## [WHAT THE TASK REQUIRES]
Reproduce the material below, putting "leaf-shaped logo" in place of "green leaf logo" and leaving everything else the same.

## [ROWS]
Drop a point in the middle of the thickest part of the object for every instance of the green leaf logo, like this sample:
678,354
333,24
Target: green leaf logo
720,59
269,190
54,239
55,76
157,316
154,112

## [OUTPUT FOR THIS EXERCISE]
Drop a point in the middle of the thickest part of the object for every instance of the leaf-shaped logo, like this sample:
678,354
333,24
Target: leaf-shaped logo
720,59
269,190
54,239
55,76
157,316
154,112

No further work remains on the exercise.